List each line in the items below that contains the word "Query", copying every such line in full. Case matters.

== Material for this exercise ==

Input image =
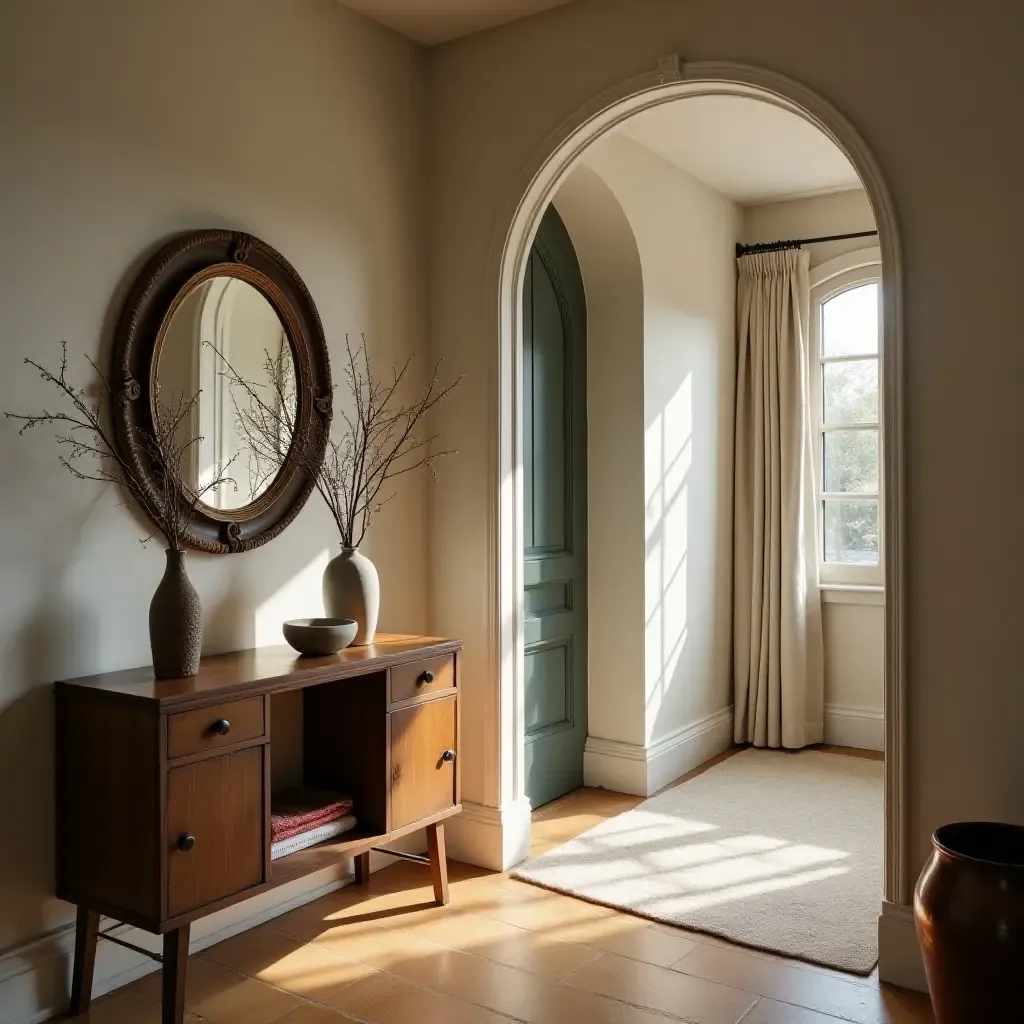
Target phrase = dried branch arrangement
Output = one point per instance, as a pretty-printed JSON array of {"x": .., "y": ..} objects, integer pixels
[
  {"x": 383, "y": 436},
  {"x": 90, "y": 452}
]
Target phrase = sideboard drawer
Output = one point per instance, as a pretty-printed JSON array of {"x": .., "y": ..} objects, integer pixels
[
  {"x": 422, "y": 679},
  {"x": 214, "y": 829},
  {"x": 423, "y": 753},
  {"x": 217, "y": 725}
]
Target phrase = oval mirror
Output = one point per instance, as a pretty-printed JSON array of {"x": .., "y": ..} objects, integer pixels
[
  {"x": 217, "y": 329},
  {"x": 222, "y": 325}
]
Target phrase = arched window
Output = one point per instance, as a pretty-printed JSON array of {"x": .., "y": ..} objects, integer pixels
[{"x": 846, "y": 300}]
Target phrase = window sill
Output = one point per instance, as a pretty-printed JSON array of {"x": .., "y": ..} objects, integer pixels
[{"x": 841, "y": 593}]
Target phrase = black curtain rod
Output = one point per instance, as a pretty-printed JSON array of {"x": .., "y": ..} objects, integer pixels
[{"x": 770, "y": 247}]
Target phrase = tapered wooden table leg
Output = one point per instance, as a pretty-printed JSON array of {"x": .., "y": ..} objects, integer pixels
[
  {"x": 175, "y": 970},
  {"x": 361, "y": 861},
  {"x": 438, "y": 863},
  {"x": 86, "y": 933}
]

===
== Material for this exercise ==

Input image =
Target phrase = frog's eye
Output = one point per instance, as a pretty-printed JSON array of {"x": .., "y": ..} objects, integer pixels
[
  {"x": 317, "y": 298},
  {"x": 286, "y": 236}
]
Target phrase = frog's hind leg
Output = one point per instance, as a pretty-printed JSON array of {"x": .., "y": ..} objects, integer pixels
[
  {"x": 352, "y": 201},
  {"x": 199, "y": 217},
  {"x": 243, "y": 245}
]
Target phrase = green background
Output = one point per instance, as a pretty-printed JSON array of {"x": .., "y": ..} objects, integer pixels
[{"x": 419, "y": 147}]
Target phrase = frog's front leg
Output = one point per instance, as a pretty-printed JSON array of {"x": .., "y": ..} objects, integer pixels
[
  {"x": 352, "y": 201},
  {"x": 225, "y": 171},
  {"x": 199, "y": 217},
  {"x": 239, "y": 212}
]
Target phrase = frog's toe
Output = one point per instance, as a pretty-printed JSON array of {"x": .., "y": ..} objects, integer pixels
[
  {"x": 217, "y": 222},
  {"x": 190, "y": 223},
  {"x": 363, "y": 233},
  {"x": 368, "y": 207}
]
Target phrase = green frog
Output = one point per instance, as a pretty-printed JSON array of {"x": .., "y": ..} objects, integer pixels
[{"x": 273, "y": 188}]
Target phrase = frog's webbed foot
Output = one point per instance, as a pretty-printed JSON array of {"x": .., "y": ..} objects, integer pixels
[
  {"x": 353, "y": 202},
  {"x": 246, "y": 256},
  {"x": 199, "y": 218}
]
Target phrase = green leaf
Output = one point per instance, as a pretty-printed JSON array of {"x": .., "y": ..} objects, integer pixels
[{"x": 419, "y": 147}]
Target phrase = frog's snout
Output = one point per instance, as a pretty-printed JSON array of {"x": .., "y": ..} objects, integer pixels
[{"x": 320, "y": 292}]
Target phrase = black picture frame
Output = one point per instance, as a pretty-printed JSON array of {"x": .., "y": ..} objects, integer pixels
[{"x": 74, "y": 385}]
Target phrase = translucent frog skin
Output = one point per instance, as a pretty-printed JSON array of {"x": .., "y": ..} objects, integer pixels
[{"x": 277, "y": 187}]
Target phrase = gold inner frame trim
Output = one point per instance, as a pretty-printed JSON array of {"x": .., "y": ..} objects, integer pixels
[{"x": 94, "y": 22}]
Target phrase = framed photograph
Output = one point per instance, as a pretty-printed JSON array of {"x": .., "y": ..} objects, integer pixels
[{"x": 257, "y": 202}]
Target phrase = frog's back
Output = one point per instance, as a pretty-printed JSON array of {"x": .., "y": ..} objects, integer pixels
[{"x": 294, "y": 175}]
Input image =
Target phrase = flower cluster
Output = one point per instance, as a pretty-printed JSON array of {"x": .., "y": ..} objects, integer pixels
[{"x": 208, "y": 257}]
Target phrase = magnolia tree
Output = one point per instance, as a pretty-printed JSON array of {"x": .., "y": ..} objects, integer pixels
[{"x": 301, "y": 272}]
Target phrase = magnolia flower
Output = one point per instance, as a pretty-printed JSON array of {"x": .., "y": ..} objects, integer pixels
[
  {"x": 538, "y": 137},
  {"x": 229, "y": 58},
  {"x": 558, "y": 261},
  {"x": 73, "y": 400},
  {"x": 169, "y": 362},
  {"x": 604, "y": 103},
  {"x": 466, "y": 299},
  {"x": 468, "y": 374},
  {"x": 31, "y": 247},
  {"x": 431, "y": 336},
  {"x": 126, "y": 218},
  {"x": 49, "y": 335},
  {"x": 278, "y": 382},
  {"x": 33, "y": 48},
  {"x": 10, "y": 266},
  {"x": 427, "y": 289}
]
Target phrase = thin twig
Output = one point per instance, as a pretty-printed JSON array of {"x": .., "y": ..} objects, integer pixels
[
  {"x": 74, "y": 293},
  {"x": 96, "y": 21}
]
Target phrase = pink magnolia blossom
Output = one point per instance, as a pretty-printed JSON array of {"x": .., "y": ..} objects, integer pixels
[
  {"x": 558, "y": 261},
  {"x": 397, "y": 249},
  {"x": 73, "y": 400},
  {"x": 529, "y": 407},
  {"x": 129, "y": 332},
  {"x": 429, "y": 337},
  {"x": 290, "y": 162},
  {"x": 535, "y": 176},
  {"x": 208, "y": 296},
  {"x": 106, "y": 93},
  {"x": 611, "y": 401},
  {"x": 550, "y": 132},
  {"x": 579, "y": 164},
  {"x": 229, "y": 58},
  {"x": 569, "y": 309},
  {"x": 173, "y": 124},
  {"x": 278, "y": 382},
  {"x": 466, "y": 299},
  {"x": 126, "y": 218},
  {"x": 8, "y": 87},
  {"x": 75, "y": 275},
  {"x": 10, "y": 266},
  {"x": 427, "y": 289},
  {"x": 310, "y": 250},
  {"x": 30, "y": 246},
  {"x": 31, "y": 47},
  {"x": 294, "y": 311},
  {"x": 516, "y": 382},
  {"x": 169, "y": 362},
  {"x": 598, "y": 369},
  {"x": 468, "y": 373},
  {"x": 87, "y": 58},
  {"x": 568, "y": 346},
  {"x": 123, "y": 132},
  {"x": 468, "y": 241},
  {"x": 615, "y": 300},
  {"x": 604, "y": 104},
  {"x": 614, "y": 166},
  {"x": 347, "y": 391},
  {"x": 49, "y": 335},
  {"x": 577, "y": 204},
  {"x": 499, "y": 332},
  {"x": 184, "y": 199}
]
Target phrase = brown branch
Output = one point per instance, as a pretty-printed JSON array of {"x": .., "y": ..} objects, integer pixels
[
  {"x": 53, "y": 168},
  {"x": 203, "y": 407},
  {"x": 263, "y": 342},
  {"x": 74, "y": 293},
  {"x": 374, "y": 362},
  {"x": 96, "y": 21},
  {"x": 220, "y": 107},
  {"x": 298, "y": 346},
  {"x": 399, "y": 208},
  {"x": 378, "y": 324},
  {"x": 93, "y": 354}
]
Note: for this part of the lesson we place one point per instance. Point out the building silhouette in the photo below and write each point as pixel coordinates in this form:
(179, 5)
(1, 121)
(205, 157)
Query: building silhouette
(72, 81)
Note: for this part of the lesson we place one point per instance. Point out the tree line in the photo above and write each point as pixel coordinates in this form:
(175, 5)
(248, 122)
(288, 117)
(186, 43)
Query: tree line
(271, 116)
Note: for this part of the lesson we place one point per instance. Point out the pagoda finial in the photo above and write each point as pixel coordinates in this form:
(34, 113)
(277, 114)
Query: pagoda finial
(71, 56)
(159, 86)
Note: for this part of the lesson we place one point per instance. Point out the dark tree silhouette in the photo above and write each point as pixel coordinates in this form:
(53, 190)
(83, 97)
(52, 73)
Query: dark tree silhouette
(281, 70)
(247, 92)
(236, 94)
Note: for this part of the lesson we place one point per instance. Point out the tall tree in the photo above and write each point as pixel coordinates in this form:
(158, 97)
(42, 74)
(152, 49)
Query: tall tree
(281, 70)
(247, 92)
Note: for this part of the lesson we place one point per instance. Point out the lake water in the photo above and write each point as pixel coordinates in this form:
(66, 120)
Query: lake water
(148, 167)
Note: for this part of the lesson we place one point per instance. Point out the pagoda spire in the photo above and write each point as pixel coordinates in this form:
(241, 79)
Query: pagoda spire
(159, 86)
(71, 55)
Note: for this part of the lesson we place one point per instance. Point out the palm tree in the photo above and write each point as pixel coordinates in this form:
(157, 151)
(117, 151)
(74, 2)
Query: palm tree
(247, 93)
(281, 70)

===

--- Reply to the exercise ---
Query: building silhouette
Query: tree line
Query: pagoda finial
Query: dark tree silhouette
Query: tall tree
Query: lake water
Query: pagoda spire
Query: palm tree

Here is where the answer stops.